» **WHAT THE TASK REQUIRES**
Convert the items starting at the line containing "The response SHOULD carry one point per instance of the distant" and ending at the line containing "Query: distant valley" into a Markdown table with the columns n and Line, one row per line and blank lines omitted.

» **MATERIAL FOR THIS TASK**
————————

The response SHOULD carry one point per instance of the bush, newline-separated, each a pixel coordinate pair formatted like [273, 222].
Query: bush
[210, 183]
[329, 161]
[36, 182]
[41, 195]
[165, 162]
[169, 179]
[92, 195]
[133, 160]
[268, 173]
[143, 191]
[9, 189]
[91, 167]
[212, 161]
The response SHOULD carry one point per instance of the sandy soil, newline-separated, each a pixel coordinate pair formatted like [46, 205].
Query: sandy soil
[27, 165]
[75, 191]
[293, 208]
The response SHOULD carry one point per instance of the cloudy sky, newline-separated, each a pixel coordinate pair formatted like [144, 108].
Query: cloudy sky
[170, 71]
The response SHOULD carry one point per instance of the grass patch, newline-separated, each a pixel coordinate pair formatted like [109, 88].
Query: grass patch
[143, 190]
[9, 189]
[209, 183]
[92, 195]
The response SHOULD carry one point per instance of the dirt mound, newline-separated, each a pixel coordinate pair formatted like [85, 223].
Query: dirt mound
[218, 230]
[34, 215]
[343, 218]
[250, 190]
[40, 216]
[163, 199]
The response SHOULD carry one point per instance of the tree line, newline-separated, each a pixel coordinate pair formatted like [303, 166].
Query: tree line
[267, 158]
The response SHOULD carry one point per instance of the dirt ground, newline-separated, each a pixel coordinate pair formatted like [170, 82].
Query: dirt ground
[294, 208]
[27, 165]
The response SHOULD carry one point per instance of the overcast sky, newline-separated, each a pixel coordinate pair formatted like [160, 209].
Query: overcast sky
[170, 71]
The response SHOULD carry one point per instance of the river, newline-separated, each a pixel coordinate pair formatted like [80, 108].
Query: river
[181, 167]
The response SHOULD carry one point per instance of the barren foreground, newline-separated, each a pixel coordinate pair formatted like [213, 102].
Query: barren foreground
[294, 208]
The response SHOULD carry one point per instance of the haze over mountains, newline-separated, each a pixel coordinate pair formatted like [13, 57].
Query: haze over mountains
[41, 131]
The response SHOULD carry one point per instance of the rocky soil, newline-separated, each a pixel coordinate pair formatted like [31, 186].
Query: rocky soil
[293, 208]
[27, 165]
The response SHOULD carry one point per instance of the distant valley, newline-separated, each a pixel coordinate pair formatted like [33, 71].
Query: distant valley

————————

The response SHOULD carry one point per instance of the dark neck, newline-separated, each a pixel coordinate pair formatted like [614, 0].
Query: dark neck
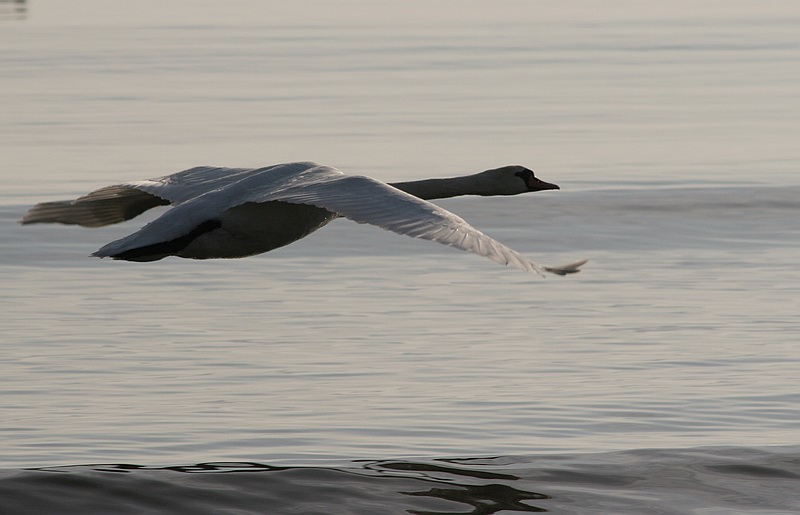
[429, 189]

————————

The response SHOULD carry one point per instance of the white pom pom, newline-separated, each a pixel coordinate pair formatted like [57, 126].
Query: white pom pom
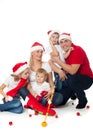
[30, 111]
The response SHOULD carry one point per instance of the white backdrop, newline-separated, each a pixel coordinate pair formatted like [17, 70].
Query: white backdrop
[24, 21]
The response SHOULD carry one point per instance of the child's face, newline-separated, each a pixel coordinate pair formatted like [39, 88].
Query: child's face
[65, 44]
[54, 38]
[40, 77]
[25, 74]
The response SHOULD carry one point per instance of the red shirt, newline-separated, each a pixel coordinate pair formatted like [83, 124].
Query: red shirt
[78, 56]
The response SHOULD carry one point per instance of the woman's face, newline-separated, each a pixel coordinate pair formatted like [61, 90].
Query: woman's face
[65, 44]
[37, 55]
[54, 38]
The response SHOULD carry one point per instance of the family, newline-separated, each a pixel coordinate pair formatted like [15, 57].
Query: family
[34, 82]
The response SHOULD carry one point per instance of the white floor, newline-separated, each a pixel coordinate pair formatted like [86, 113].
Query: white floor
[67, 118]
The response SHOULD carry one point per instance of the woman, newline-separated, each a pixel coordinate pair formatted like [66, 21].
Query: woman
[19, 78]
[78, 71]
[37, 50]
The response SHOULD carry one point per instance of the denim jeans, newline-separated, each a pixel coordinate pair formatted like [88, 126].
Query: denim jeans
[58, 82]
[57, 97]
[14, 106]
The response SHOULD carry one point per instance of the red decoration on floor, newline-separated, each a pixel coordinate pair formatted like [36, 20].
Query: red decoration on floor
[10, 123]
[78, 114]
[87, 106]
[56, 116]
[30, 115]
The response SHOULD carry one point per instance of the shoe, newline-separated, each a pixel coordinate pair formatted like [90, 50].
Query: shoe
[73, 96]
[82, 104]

————————

» **ANSWER BELOW**
| n | Line |
|---|---|
| 1 | The response SHOULD carry one point per instance of the distant valley, newline-separated, each a pixel coordinate pair formatted like [33, 71]. |
| 2 | Query: distant valley |